**AIM OF THE TASK**: Copy every one of the entries below word for word, leaving out the pictures.

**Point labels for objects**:

- - - -

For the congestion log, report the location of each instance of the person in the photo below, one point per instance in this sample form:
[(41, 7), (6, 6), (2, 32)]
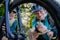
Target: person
[(41, 29), (12, 20)]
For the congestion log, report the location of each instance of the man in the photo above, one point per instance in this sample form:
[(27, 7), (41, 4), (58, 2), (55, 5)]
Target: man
[(41, 29), (13, 21)]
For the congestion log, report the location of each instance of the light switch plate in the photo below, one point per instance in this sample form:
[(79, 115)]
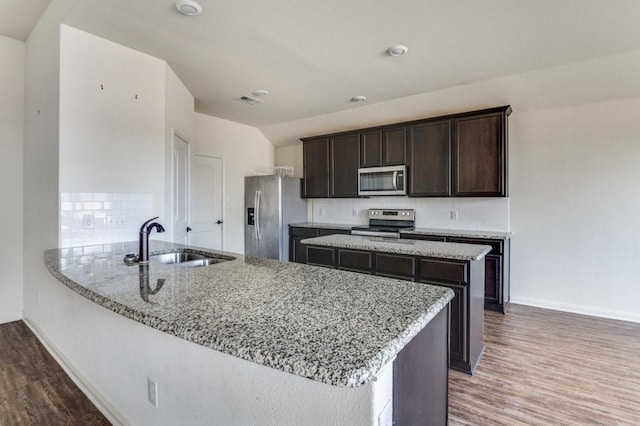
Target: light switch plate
[(152, 390)]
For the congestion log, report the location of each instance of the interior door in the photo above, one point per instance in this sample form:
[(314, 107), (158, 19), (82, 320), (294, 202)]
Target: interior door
[(206, 202), (180, 190)]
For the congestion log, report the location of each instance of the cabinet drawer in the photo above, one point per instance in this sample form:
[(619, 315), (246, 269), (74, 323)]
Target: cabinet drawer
[(496, 245), (395, 266), (355, 260), (443, 271), (304, 232), (324, 231), (423, 237), (322, 256)]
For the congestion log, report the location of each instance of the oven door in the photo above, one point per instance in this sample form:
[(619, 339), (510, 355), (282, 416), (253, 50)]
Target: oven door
[(382, 180)]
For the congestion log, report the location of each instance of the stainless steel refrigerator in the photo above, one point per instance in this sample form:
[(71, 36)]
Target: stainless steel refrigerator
[(271, 204)]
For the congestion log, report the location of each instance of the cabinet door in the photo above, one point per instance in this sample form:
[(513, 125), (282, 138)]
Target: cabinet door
[(355, 260), (395, 266), (345, 161), (321, 256), (316, 168), (394, 147), (371, 149), (429, 151), (297, 250), (493, 279), (479, 163), (458, 353)]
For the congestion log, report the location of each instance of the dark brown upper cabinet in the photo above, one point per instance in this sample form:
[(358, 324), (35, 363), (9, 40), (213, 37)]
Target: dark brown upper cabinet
[(480, 154), (383, 147), (458, 155), (429, 159), (315, 158), (343, 170)]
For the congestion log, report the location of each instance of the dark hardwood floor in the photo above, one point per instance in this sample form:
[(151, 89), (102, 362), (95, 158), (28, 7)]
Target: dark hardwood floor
[(34, 390), (544, 367), (540, 367)]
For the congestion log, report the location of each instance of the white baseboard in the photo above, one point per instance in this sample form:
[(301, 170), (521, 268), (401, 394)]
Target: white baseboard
[(578, 309), (6, 317), (108, 410)]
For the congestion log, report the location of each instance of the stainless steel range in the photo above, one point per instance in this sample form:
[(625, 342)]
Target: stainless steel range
[(387, 223)]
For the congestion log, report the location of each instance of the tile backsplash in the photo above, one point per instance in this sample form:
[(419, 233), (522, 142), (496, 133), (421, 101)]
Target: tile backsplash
[(481, 214), (102, 218)]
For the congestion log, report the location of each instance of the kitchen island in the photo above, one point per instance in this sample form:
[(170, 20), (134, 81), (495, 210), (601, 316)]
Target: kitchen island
[(460, 267), (350, 342)]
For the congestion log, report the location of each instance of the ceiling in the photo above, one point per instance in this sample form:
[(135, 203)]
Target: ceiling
[(18, 18), (313, 57)]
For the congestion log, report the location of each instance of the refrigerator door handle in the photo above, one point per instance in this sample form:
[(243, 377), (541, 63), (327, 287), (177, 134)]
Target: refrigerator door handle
[(258, 196)]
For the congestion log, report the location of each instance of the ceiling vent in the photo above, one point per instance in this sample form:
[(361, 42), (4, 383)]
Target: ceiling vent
[(249, 100)]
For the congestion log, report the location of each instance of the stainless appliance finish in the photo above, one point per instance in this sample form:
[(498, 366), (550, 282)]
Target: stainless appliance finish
[(387, 223), (271, 204), (390, 180)]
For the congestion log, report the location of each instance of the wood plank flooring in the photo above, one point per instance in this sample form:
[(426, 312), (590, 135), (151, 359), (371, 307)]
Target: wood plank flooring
[(544, 367), (34, 389), (540, 367)]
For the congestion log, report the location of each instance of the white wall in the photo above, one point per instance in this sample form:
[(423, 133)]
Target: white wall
[(290, 156), (112, 139), (574, 175), (474, 214), (12, 57), (245, 152), (42, 83)]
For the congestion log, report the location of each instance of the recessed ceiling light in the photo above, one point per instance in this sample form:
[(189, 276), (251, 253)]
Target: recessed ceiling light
[(188, 7), (398, 50)]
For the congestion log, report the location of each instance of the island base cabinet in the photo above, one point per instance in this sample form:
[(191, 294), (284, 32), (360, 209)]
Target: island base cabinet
[(421, 376), (467, 307)]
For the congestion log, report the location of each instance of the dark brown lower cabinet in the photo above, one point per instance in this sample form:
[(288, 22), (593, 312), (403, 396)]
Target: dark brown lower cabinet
[(466, 331), (297, 250), (496, 280), (420, 376), (395, 266), (465, 278), (321, 256), (355, 260)]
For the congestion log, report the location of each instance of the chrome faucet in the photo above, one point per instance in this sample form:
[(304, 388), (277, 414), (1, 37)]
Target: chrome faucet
[(145, 230)]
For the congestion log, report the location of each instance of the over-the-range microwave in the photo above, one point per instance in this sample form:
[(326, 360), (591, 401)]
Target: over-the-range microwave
[(390, 180)]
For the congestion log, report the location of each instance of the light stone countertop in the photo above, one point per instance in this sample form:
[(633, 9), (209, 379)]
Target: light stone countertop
[(331, 326), (438, 249), (341, 226), (496, 235)]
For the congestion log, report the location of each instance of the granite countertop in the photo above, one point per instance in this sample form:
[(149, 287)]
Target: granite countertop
[(331, 326), (343, 226), (497, 235), (402, 246)]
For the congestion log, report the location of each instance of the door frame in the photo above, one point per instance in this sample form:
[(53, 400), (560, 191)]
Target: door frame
[(174, 134), (223, 194)]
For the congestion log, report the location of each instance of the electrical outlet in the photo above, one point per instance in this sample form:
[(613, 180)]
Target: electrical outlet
[(152, 391), (87, 221)]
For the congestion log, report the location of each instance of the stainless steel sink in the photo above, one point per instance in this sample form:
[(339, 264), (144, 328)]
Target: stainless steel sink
[(186, 259)]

- - - -

**RESULT BELOW**:
For the congestion log, report the location of each instance of the person in the photo below, one point per instance in this sample form:
[(41, 7), (6, 6), (2, 32)]
Target: person
[(41, 29), (12, 20)]
For the congestion log, report the location of each instance of the man in the photo above, one point per instance in this sample form:
[(27, 7), (41, 4), (58, 2), (55, 5)]
Target: man
[(41, 29), (13, 21)]
For the congestion log, report the location of each instance of the light switch plate in the photo below, one point per instance in this sample form:
[(79, 115)]
Target: light switch plate
[(152, 390)]
For the congestion log, report the location of each instance of the interior door in the photo above, one point per instance in this sample form:
[(314, 107), (158, 19), (82, 320), (294, 202)]
Target: interior door
[(206, 202), (180, 190)]
For the congestion log, report the location of each instance of the cabinet drawer in the photo above, one point per instance in this sample form:
[(619, 315), (246, 269), (74, 323)]
Target: cabinet drawer
[(496, 245), (395, 266), (355, 260), (443, 271), (304, 232), (324, 231), (423, 237), (322, 256)]
For the congestion log, report the location of each instance of the oven door in the photo above, one point per instance in this sample form:
[(619, 339), (510, 355), (282, 416), (253, 50)]
Target: oven door
[(382, 180)]
For the congestion log, report the location of each instance of the stainless steel refrigerator in the photo above, one point per instance in this sample form:
[(71, 36)]
Target: stainless steel refrigerator
[(271, 204)]
For the congestion log, report the location of each instance of the cabinet door in the photo above, one point per instance in this sample form:
[(513, 125), (282, 138)]
Target: cabinet door
[(355, 260), (395, 266), (345, 161), (321, 256), (316, 168), (394, 147), (371, 149), (429, 151), (297, 250), (493, 279), (479, 163), (458, 353)]
For the congestion log, report the location of each instance of the dark brown upper cabinet in the photo above, one point per instance in this sample form:
[(358, 324), (35, 363), (9, 40), (213, 37)]
Target: dark brown upper cabinet
[(480, 154), (383, 147), (458, 155), (429, 159), (315, 158), (343, 170)]
For the congestion log, report the location of each instance of the dark hardwood floor in the photo above, one point per instance in this sample form:
[(151, 89), (102, 362), (95, 158), (28, 7)]
Target: dark hardwood floor
[(34, 390), (544, 367), (540, 367)]
For the congestion log, report the location of each instance of the white baseboard in the photo above, one point per instance in this sample form:
[(301, 170), (521, 268), (401, 394)]
Target: white baseboard
[(578, 309), (6, 317), (108, 410)]
For the congestion log, report the location of each instance of the stainless steel range in the photo above, one point per instance in this sample form:
[(625, 342)]
Target: stainless steel range
[(387, 223)]
For the congestion log, report the location of each instance of the tile backsplash in the photo above, one point per instance in this sample form:
[(419, 233), (522, 142), (496, 133), (421, 101)]
Target: tile backsplash
[(481, 214), (102, 218)]
For the congestion log, report the location of each instance of the kitchen island in the photo above, one point per instance in this sample form:
[(170, 20), (134, 81), (495, 210), (601, 316)]
Target: kitchen island
[(460, 267), (350, 342)]
For the congestion log, report the location of each instance of the ceiling in the photo above, one point per instance in this sample form:
[(135, 203)]
Target: ceiling
[(18, 18), (313, 57)]
For the congestion log, report the location of each instance of the refrigerator door handle in the photo above, one point per instance in this sample form:
[(243, 377), (541, 63), (327, 287), (177, 134)]
Target: refrigerator door handle
[(258, 196)]
For the congestion log, report the location of each instance of the ceiling vent in the photo above, one point per instance in this sample form:
[(361, 42), (4, 383)]
Target: ceiling vent
[(249, 100)]
For the congestion log, report the location of each instance of the stainless appliance finish in the photo above, one point per instance in this sample form:
[(498, 366), (550, 282)]
Target: stainless appliance finish
[(387, 223), (271, 204), (390, 180)]
For the congestion log, report the location of each instance of the wood plank flooring in the photo above, one point per instance in this sample form:
[(426, 312), (590, 135), (151, 359), (371, 307)]
Target: wood plank flooring
[(544, 367), (34, 389), (540, 367)]
For the congestion log, report the location of each instance of the white wall in the photo above, one point per instance in this sample form:
[(423, 133)]
Target: white wall
[(290, 156), (112, 139), (574, 175), (474, 214), (12, 57), (245, 152), (42, 83)]
For the congestion log, report the location of each instance of the recessed ceiling light in the photo above, one point per instance in this sample form:
[(189, 276), (251, 253)]
Target: recessed ceiling light
[(188, 7), (398, 50)]
For the congestion log, report the location of each instance of the island base cabinet in the photo above, one point per instance in this sample form:
[(191, 294), (284, 32), (360, 209)]
Target: island base cabinet
[(421, 376), (467, 307)]
For the congestion log, report the location of each instance of the dark brown lower cabinet in the photo above, one point per instance in this sample form:
[(288, 22), (593, 312), (403, 396)]
Target: dark brown lower cabinet
[(466, 331), (297, 250), (496, 280), (420, 376), (395, 266), (465, 278), (321, 256), (355, 260)]
For the congestion log, report the location of each instance of the chrome faucet in the photo above, one point per instance in this sample form:
[(304, 388), (277, 414), (1, 37)]
Target: chrome faucet
[(145, 230)]
For the congestion log, report the location of each instance of the over-the-range microwave in the photo above, one point per instance in this sample form:
[(326, 360), (591, 401)]
Target: over-the-range microwave
[(390, 180)]
For the congestion log, report the location of each instance of the light stone countertop in the photo above, one point per instance in this sample form:
[(633, 9), (209, 379)]
Target: light stone countertop
[(331, 326), (438, 249), (341, 226), (496, 235)]
For the congestion log, report the location of each instance of the granite countertop in the photo above, one point per instance in this sample form:
[(149, 287)]
Target: granite countertop
[(331, 326), (343, 226), (497, 235), (402, 246)]
For the congestion log, report the location of each instance of the door frame in the photo above, one point per instance in this sample form:
[(53, 400), (560, 191)]
Target: door frame
[(174, 134), (223, 194)]
For the congestion log, report the location of each instance of the electrical outlet in the photo above, one point per instance in this sample form:
[(613, 180)]
Target: electrical outlet
[(152, 391), (87, 221)]
For the congestion log, report the location of each instance of the stainless steel sink in the photo above, one point per instance in this sample form:
[(339, 264), (144, 328)]
Target: stainless steel sink
[(186, 259)]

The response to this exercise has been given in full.